:: THE DATA ::

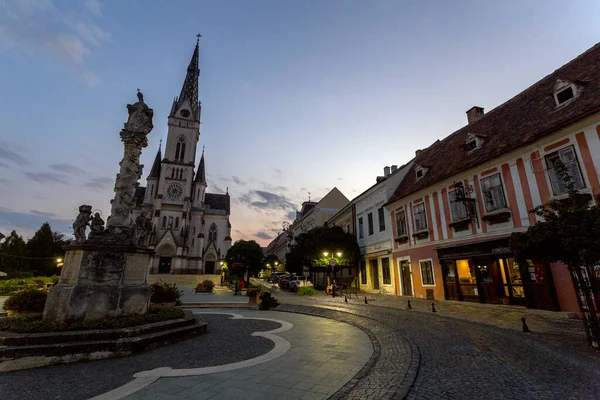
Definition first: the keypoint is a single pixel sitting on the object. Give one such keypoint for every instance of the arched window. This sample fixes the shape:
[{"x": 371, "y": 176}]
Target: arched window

:::
:: THE DATA ::

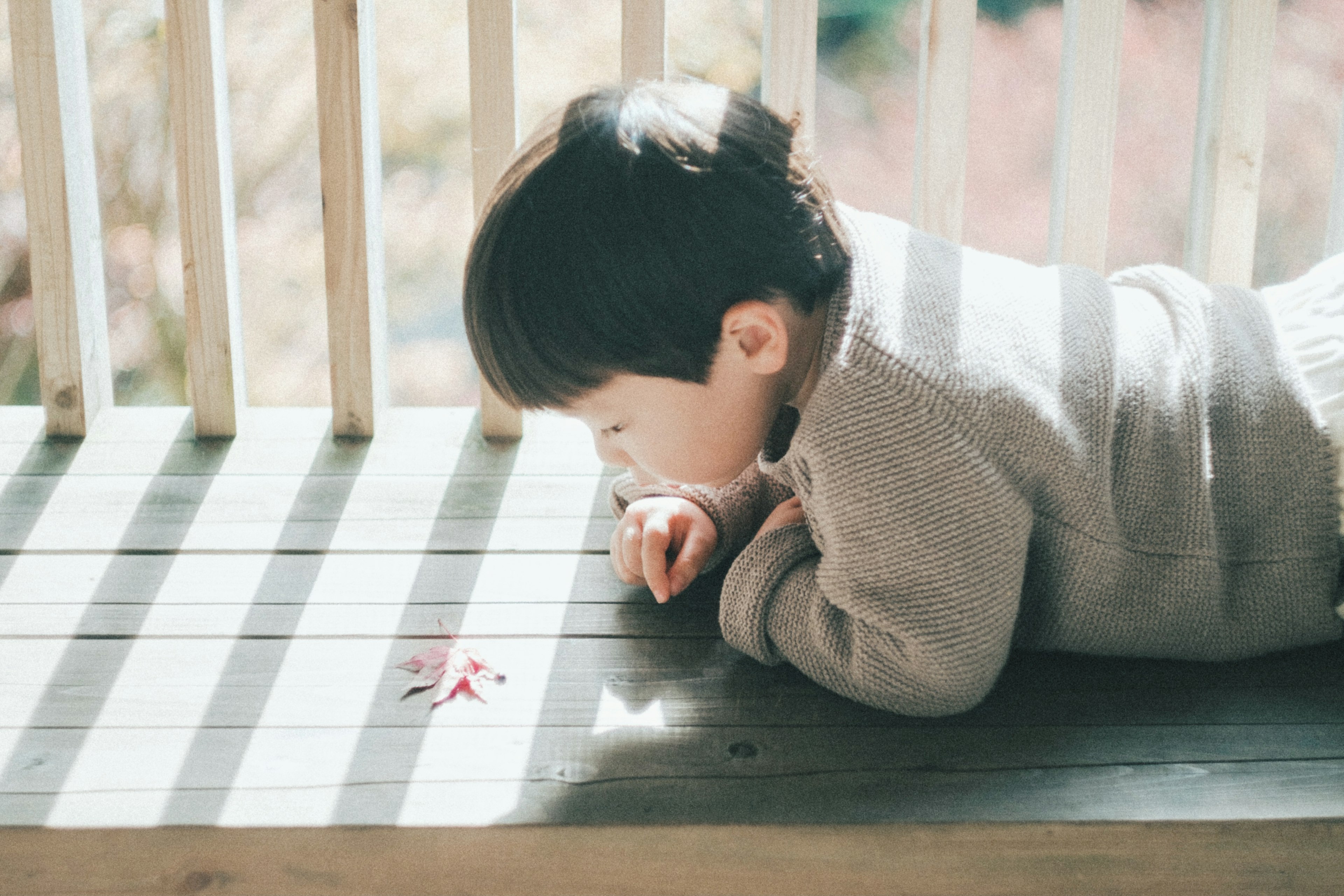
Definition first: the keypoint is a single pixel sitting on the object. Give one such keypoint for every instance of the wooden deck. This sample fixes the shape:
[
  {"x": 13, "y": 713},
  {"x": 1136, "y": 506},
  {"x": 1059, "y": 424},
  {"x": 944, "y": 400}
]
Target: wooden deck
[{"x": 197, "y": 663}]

:::

WHAT NEEDS TO BE DONE ▸ Update the lines from the one containing "of the arched" through the one containing "Target: arched window" by replacing "keypoint" with "marker" and leaving everything else unchanged. Give back only those lines.

OUTPUT OF THE TASK ▸
Definition first: the marker is a single pixel sitting on the object. Give one such marker for every instance of the arched window. This sample fixes the shape:
[{"x": 371, "y": 176}]
Target: arched window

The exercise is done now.